== Brano proposto

Per fare questo occorrere avvolgere gli oggetti da nascondere con una sorta di scudo, un guscio che si comporti, appunto, come un mantello dell'invisibilità.
Per i due ricercatori raggiungere questo obiettivo ''non è necessariamente facile, ma le ricette ci sono'', tanto che alcuni sono convinti che i primi materiali trasparenti alle onde radio potranno arrivare nell'arco di cinque anni, mentre per i materiali capaci di deviare la luce l'attesa potrebbe essere un po' più lunga.
La teoria di Pendry e di Leonhardt, questa danza della luce descritta in maniera teoricamente convincente, sul piano pratico è stata tradotta solo in rozzi prototipi, finanziati tra gli altri dal dipartimento della difesa Usa. Appaiono come cerchi, spirali, cilindri e minuscole sfere affiancati tra loro o immersi in materiali dalle proprietà elettromagnetiche simili all'aria.
''Credevamo di aver scoperto tutto sull'elettromagnetismo'' dice Roberto Olmi dell'Istituto di fisica applicata del Cnr di Firenze. ''Fino a quando non si è aperta la strada ai metamateriali: strutture che assumono proprietà fisiche sconosciute in natura, grazie a una particolare disposizione delle componenti microscopiche''.
Ma facciamo aiutare da un esempio: ''Se immergiamo un bastone nell'acqua ci appare spezzato. Da un bastone immerso in un metamateriale si otterrebbe un'immagine opposta rispetto a quella riflessa dall'acqua. In termini tecnici diciamo che puntiamo a ottenere un indice di rifrazione negativo'', spiega Olmi. Come dire, toccando i tasti giusti su questo pianoforte, è possibile rendere trasparenti tutti gli oggetti. ''Per il momento - prosegue il ricercatore del Cnr - sapremmo farlo solo ''cancellando" un colore alla volta. Ma sovrapponendo strati diversi del metamateriale adatto, ognuno specifico per un colore, potremmo realizzare il vero mantello invisibile''.

====

• _Consegna_
Riprendi il brano sul mantello dell'invisibilità e sui metamateriali, proseguendolo dopo la sua ultima frase.

== Dati forniti

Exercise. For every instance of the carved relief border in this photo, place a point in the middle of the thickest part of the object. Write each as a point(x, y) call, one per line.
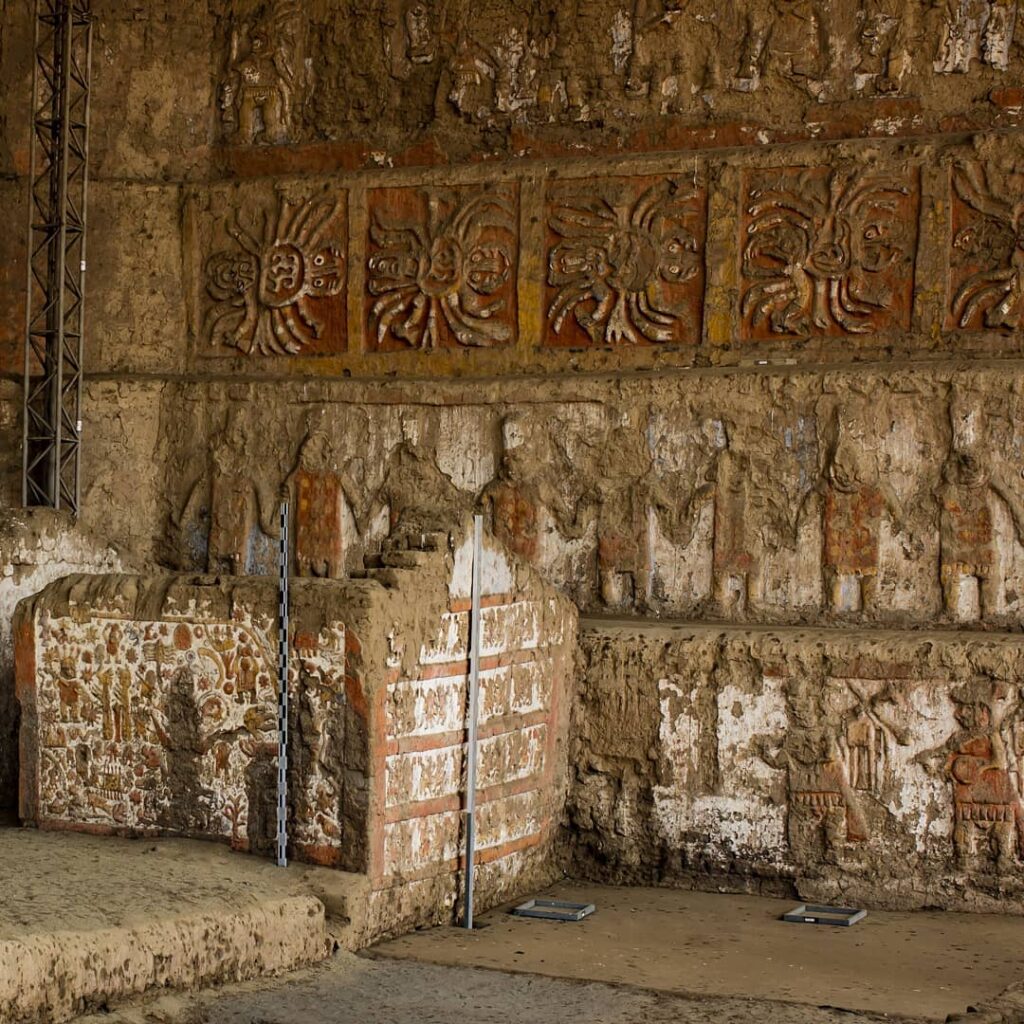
point(496, 269)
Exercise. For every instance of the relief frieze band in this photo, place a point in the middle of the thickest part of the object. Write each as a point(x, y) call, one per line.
point(836, 254)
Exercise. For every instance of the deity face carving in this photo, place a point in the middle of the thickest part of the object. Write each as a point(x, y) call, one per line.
point(616, 267)
point(825, 253)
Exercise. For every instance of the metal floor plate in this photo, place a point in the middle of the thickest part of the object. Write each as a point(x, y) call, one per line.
point(553, 909)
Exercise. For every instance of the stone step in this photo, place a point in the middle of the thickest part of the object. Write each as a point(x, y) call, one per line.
point(88, 922)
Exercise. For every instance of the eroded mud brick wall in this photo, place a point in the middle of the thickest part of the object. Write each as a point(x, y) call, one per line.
point(150, 707)
point(714, 309)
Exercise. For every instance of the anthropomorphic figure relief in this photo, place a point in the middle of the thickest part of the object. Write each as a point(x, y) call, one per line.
point(739, 508)
point(787, 41)
point(411, 38)
point(624, 267)
point(416, 493)
point(623, 558)
point(528, 495)
point(317, 489)
point(980, 764)
point(824, 812)
point(235, 499)
point(988, 244)
point(268, 292)
point(827, 251)
point(887, 30)
point(441, 267)
point(258, 96)
point(971, 581)
point(852, 499)
point(975, 30)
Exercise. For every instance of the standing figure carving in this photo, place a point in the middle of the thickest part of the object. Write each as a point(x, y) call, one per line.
point(887, 29)
point(235, 501)
point(975, 30)
point(787, 41)
point(853, 499)
point(318, 489)
point(259, 93)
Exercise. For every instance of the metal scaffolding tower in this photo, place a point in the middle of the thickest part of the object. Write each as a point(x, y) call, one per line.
point(54, 313)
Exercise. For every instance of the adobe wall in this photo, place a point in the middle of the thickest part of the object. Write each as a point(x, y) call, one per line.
point(150, 707)
point(860, 768)
point(713, 309)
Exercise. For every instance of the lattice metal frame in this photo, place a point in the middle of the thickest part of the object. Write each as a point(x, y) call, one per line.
point(54, 308)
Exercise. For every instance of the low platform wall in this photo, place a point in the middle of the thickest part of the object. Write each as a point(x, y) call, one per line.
point(844, 766)
point(150, 707)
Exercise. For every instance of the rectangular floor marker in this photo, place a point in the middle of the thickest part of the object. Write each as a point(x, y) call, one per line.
point(810, 913)
point(553, 909)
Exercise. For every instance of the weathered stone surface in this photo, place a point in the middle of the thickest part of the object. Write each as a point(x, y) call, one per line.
point(36, 547)
point(872, 769)
point(150, 707)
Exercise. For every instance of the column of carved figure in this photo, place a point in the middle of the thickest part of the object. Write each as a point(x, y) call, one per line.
point(264, 81)
point(739, 504)
point(318, 761)
point(851, 499)
point(887, 31)
point(975, 30)
point(623, 500)
point(982, 763)
point(316, 491)
point(969, 571)
point(232, 499)
point(786, 41)
point(836, 753)
point(531, 505)
point(662, 67)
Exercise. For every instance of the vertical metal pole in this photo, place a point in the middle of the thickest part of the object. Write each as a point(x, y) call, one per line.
point(474, 705)
point(283, 651)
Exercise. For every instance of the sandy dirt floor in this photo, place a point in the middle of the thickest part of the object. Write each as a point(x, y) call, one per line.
point(927, 965)
point(354, 990)
point(62, 882)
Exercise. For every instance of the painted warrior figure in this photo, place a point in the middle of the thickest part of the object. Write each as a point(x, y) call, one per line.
point(790, 41)
point(854, 499)
point(886, 30)
point(975, 30)
point(236, 501)
point(988, 816)
point(320, 489)
point(824, 811)
point(524, 495)
point(258, 93)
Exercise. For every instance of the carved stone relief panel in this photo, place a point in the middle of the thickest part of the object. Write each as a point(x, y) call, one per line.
point(625, 261)
point(441, 268)
point(275, 282)
point(827, 252)
point(266, 78)
point(986, 272)
point(975, 31)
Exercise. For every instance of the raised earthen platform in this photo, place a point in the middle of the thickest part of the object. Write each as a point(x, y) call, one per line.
point(86, 923)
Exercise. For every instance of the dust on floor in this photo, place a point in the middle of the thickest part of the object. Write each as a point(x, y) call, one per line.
point(353, 990)
point(709, 944)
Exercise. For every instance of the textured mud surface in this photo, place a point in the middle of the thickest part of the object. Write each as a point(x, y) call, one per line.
point(838, 765)
point(350, 990)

====

• _Esito del compito_
''Tutti i lavori pubblicati finora sono pienamente teorici e la ricette proposte sono da verificare sperimentalmente, ma non ci sono dubbi che la ricerca in questo settore sia molto spinta'', ha osservato Andrea Alù, dell'università di Roma Tre, che fa parte di uno dei gruppi più attivi in questo campo a livello internazionale. Le prime applicazioni, secondo Alù, potrebbero riguardare le tecniche di imaging, ad esempio per rendere invisibili sonde da utilizzare in indagini di microscopia molto delicate, e la possibilità di ottenere oggetti e componenti elettronici miniaturizzati. Negli articoli pubblicati su Science i ricercatori prevedono inoltre la possibilità di ottenere lenti più efficaci, applicazioni nel settore della difesa e delle telecomunicazioni, mantelli acustici per prevenire la penetrazione di vibrazioni, suoni o onde sismiche.
Beh, quello che è facile immaginare, riflettendo un po', è che non sarà semplice utilizzare i ''gusci dell'invisibilità'' come si vede nei cartoni o nei film, ad esempio per spiare senza essere visti: ''E' vero - osserva Pendry - che, indossandoli, nessuno può vedere chi si nasconde all'interno, ma è anche vero che dall'interno non è possibile vedere nulla di quello che c'è all'esterno. Senza contare la difficoltà di ritrovarlo dopo averlo tolto''.
Un altro problema lo espone Leonhardt sempre su Science: ''Un dispositivo dell'invisibilità dovrebbe guidare la luce attorno agli oggetti come se lì non ci fosse nulla, indipendentemente da quale direzione provenga la luce''. Naturalmente i materiali esistenti non riescono in nessun modo a ottenere questo effetto straordinario: ne servono di nuovi e con nuove proprietà.
Soltanto l'anno scorso Nader Engheta, dell'università della Pennsylvania, e Andrea Alù, avevano proposto ''materiali plasmonici'', con caratteristiche elettromagnetiche simili a quelle di un insieme di elettroni liberi (plasma) e capaci di cancellare la luce riflessa da un oggetto (la vernice ACME!). ''I materiali plasmonici già esistono, sono stati sintetizzati'', ha detto Alù. Se questo è il loro grande vantaggio, è vero però che sono in grado di funzionare soltanto per oggetti di dimensioni piccolissime.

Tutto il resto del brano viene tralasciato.